▶ **Trecho fornecido**:
Aposto que você já perdeu tempo tentando explicar para algum gringo que a palavra “saudade” só existe em português. Bom, a primeira notícia ruim do dia é que não, os brasileiros não são os únicos donos da saudade – a palavra também faz parte do vocabulário dos 4 milhões de habitantes da Galícia (que falam, é óbvio, galego).
A segunda notícia – esta não é ruim – é que a maior parte dos idiomas tem suas “saudades”, ou seja, palavras que dão trabalho aos tradutores. Normalmente, é preciso frases inteiras para explicar o sentido dessas palavras. Resolvemos usar parágrafos. Acompanhe:
Тоска (lê-se tós-ca) – Russo
Começamos nossa lista com uma palavra baixo-astral muito popular na Rússia. Segundo o Google Tradutor, toska significa apenas depressão. Mas, do mesmo jeito que você entende que “sentir saudades” é diferente de “sentir falta”, os russos sabem que não é bem assim. Segundo Valdimir Nabokov, autor de Lolita, toska é uma sensação de angústia espiritual. É aquela agonia sem motivo que esperamos que você nunca tenha sentido. Pode ser leve, como uma sensação parecida com o tédio, ou mais profunda e aguda, como uma “dor na alma”.
Lítost (lê-se li-tóst) – Tcheco
Lítost é algo entre o remorso, o pesar e a compaixão. É uma dor profunda que você sente diante de sua própria mediocridade ou falta de habilidade. É quase um tormento da alma. O escritor tcheco Milan Kundera já tentou explicar o significado da expressão em “O livro do riso e do esquecimento”. E disse ainda que não consegue imaginar como outros povos conseguem compreender a alma sem entender o verdadeiro sentido de lítost. Em português, o mais próximo que se chega disso é a famosa “dó”. Também existe um adjetivo derivado da palavra – lítostivý, que significa “pessoa que se emociona muito, não aguenta crítica leve e leva tudo para o lado pessoal”.
L’esprit d’escalier – Francês
Neste caso, a expressão não é intraduzível. Ao pé da letra, significa “o espírito da escada”. Mas WTF? o que será que os franceses querem dizer? Na real, l’esprit d’escalier é aquilo que você provavelmente já sentiu depois de sair de uma discussão. Algo como “putz, mas bem que eu podia ter disparado aquele argumento infalível. Agora, já era!”. O nome deste sentimento foi cunhado pelo filósofo Denis Diderot no século 18 e a idéia também aparece nos idiomas iídiche (trepverter) e inglês (que pegam a expressão alemã Treppenwitz emprestada).

▶ **Informações registradas**:

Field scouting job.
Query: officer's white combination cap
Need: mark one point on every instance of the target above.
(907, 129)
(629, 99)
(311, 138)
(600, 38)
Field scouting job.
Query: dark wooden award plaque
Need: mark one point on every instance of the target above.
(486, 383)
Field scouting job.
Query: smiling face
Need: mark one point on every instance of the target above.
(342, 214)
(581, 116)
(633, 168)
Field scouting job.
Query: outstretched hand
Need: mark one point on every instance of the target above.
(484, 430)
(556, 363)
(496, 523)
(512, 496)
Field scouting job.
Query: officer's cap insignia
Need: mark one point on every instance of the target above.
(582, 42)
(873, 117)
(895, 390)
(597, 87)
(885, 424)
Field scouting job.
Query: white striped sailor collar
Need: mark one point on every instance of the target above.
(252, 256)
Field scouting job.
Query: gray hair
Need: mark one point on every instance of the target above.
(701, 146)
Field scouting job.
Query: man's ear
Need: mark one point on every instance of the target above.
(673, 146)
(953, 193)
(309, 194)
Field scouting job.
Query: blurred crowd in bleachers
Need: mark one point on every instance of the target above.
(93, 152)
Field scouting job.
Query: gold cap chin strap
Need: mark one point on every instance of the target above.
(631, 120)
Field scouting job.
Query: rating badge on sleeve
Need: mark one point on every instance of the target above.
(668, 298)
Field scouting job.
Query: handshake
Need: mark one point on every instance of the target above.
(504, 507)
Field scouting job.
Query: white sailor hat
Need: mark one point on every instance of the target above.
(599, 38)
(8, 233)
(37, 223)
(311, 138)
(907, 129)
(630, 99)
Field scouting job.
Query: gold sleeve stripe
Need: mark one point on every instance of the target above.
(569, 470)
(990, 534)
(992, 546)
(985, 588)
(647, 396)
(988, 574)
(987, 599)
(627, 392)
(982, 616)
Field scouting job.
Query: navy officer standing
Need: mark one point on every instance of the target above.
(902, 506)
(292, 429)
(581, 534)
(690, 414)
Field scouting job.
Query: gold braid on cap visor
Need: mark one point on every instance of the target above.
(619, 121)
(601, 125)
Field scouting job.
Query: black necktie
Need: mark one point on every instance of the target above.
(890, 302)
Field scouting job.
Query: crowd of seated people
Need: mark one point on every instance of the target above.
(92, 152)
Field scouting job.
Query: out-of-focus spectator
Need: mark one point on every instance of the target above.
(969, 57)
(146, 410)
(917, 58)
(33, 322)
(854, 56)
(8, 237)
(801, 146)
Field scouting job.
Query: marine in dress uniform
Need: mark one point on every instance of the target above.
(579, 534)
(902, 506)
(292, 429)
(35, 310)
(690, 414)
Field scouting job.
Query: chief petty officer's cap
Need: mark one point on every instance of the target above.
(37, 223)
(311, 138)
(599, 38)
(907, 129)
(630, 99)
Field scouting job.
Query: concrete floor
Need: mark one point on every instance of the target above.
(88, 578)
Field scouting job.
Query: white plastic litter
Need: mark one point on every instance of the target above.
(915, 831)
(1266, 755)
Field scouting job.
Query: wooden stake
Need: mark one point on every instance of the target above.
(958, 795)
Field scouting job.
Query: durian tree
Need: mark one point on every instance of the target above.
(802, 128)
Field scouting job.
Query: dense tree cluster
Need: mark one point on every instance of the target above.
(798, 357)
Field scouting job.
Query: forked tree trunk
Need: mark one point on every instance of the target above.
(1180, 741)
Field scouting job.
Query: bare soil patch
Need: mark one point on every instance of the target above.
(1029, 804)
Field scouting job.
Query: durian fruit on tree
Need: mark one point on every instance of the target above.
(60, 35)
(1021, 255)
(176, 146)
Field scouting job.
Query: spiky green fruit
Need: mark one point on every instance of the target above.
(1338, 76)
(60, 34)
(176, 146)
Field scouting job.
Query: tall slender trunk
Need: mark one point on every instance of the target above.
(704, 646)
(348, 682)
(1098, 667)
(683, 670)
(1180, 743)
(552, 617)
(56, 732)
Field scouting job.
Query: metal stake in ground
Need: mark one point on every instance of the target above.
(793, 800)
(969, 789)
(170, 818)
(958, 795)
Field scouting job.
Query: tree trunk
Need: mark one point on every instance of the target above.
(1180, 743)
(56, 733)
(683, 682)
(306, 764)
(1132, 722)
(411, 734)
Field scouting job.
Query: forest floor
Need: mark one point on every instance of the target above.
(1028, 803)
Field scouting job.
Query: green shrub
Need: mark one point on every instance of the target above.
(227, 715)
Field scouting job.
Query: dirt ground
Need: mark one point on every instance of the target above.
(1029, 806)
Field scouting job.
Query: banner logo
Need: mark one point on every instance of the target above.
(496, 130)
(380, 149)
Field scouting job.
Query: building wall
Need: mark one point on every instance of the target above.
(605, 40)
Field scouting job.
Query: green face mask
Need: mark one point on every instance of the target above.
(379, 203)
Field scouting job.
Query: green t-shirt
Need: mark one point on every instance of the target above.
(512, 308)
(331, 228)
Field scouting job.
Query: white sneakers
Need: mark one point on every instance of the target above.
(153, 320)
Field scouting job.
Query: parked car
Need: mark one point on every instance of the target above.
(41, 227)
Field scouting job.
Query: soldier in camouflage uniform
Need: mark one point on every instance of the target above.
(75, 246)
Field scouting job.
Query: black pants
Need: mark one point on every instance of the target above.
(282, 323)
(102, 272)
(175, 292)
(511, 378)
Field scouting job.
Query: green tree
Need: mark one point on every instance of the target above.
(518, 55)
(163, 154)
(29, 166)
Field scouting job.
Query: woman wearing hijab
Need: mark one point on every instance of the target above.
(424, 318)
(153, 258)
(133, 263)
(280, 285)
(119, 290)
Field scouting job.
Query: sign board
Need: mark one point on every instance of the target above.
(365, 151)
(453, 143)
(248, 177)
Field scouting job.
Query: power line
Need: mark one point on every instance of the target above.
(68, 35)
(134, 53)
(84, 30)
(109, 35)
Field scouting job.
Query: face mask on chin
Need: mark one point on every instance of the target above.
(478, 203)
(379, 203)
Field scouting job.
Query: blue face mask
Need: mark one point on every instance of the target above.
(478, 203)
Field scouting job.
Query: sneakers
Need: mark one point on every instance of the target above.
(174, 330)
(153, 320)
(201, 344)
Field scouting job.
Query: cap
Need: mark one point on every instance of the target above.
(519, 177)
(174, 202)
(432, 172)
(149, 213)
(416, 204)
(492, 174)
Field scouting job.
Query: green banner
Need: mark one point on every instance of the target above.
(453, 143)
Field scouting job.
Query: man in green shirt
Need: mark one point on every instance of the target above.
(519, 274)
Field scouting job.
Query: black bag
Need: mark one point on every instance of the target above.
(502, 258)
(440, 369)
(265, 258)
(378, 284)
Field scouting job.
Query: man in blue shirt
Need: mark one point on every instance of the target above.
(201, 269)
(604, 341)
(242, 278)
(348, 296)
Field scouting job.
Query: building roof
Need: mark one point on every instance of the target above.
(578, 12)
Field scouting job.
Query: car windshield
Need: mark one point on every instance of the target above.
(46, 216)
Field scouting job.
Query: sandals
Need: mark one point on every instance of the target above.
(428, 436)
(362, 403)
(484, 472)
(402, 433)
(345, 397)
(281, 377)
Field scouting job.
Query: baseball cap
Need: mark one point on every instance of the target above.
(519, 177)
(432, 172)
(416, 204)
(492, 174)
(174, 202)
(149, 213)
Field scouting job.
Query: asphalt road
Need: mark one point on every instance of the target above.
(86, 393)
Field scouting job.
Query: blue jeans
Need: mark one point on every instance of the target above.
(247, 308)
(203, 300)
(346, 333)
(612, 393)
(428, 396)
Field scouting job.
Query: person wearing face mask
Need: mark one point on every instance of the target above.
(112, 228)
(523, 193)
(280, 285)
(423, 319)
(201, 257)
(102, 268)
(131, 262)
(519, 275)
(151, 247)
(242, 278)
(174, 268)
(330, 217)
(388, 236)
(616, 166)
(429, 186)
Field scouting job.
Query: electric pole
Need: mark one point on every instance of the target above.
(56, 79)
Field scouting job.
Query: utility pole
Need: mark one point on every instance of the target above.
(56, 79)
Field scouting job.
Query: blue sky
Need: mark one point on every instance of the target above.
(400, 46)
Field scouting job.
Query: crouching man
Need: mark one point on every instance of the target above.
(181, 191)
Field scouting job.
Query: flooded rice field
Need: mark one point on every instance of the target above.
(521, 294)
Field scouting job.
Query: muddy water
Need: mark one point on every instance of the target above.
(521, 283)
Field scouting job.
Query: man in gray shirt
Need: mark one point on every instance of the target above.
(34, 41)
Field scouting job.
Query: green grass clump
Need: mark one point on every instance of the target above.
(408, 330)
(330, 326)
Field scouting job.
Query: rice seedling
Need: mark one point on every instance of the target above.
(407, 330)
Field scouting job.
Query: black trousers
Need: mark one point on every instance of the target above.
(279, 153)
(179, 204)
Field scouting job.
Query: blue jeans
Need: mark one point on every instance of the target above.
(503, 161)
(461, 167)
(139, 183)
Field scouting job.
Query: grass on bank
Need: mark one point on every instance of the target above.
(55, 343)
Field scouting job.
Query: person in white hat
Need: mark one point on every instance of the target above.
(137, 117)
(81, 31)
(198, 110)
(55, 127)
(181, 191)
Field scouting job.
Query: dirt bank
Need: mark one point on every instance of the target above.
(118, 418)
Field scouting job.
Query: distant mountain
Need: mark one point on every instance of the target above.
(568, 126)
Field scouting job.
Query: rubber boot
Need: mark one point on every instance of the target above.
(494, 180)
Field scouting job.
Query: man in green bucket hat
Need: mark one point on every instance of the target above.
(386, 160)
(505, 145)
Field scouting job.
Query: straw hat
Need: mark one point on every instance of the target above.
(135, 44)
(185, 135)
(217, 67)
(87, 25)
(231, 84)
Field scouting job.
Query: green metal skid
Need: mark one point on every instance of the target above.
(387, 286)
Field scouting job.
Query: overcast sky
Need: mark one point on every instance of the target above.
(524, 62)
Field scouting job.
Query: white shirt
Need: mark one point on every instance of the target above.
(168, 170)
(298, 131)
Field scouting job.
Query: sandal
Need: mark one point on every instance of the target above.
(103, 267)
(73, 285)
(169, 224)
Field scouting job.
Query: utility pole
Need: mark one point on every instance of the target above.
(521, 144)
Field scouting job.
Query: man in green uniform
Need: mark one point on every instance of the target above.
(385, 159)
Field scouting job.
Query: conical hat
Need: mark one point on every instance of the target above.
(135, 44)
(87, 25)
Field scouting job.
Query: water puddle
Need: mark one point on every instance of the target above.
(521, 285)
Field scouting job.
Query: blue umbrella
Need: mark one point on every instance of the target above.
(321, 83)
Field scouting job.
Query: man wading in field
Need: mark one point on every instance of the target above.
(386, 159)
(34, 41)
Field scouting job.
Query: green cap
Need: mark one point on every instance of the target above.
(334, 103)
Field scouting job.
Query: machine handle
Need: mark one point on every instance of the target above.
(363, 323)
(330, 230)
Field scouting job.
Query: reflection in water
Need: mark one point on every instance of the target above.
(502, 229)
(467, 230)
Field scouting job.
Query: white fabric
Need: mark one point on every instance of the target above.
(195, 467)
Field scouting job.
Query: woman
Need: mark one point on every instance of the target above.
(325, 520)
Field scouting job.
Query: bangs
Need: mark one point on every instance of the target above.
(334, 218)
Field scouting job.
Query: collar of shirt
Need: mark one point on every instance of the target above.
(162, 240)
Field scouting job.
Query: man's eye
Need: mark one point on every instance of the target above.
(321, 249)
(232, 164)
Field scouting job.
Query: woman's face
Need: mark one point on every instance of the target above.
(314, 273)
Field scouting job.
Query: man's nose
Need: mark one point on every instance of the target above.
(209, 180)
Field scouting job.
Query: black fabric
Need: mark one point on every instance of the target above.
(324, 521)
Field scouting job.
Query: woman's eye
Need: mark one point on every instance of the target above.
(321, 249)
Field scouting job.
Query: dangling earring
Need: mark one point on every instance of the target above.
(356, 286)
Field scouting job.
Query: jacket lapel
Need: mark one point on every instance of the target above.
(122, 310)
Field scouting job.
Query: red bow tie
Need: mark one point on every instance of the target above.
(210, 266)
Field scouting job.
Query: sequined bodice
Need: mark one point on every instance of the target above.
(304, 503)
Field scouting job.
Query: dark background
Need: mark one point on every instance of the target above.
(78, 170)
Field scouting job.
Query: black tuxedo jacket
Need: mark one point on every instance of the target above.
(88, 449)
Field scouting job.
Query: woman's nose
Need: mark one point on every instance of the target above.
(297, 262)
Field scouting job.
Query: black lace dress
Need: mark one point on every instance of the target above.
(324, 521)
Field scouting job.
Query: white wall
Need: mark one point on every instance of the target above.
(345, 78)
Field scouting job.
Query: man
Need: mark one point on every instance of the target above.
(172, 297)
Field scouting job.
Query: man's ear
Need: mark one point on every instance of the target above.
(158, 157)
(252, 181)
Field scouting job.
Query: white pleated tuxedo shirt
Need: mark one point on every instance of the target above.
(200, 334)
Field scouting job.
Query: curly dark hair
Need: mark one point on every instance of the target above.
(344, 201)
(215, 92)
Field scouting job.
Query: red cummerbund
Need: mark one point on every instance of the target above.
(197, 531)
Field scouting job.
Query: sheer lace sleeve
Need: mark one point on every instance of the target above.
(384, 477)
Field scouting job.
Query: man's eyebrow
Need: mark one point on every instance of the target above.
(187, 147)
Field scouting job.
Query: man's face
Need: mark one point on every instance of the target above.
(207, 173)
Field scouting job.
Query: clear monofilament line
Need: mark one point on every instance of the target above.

▶ **O que fazer**:
[1] Responda às perguntas abaixo com base no texto sobre palavras intraduzíveis:
(a) Quantos habitantes da Galícia têm a palavra "saudade" no vocabulário?
(b) Segundo o Google Tradutor, o que significa toska?
(c) Quem cunhou o nome l'esprit d'escalier e em que século?
[2] Por favor, prolongue o texto sobre palavras intraduzíveis a partir da última frase apresentada.

▶ **Resultados do exercício**:
[1]
(a) 4 milhões.
(b) Apenas depressão.
(c) O filósofo Denis Diderot, no século 18.

[2]
Tartle (lê-se tár-dol) – Escocês
Você está numa balada com um amigo. Entre um drinque e outro, uma velha conhecida sua se aproxima e você se sente na obrigação de apresentar os dois. O problema é que você não lembra exatamente se o nome dela é Beatriz ou Gabriela e está sem jeito de perguntar. Você sente um calafrio e fica muito constrangido, agora que vai ter que falar o nome da moça, correndo o risco de errar e passar vexame. Ok, o sentimento pode não ser tão exagerado assim. Mas ele tem nome: tartle.
Hygge (lê-se rí-gue)
Você já foi à Dinamarca ou conhece bem a cultura dinamarquesa? Por lá, hygge é um estilo de vida. Pelo menos é este o nome que eles dão para a alegria de viver, o aconchego da companhia dos amigos, com quem se compartilha bons momentos. Bonito, né? Resumindo: hygge é a completa ausência de preocupação e aborrecimentos e a fartura de coisas alegres, agradáveis e simples. No Brasil, não é difícil imaginar situações parecidas, seja na época do Carnaval, seja no happy hour de sexta-feira. Agora, no frio da Dinamarca? Quem diria.
Ilunga – Banto
Existem pelo menos 200 idiomas diferentes – mas um pouco parecidos – falados por centenas de povos espalhados pela África. São as línguas bantas. No vocabulário desses idiomas, há muitas palavras de tradução complicada. Mas poucas são tão difíceis de explicar quanto esta. Ilunga é uma pessoa que consegue perdoar alguém que lhe fez mal uma vez. Da segunda vez, ele até tolera. Mas, para os ilunga, três vacilos é demais. Simplificando, ser ilunga é ser tolerante até certo ponto.
Mamihlapinatapai – Yagan
Yagan era um idioma indígena falado por povos de Tierra Del Fuego, um arquipélago isolado que fica ao sul do Chile. Com o passar do tempo, o número de falantes nativos do idioma foi reduzindo até chegar à marca atual: um. Cristina Calderón é a única representante viva dos povos da Tierra Del Fuego e, provavelmente, a única que pode explicar com propriedade o mamihlapinatapai. Vamos tentar: é o olhar trocado por duas pessoas quando uma delas deseja que a outra tome iniciativa para fazer algo que ambas querem, mas que estão relutantes em fazer. Você pode não ser um yagan, mas, se já teve paixões adolescentes, sabe muito bem que ‘olhar’ é este.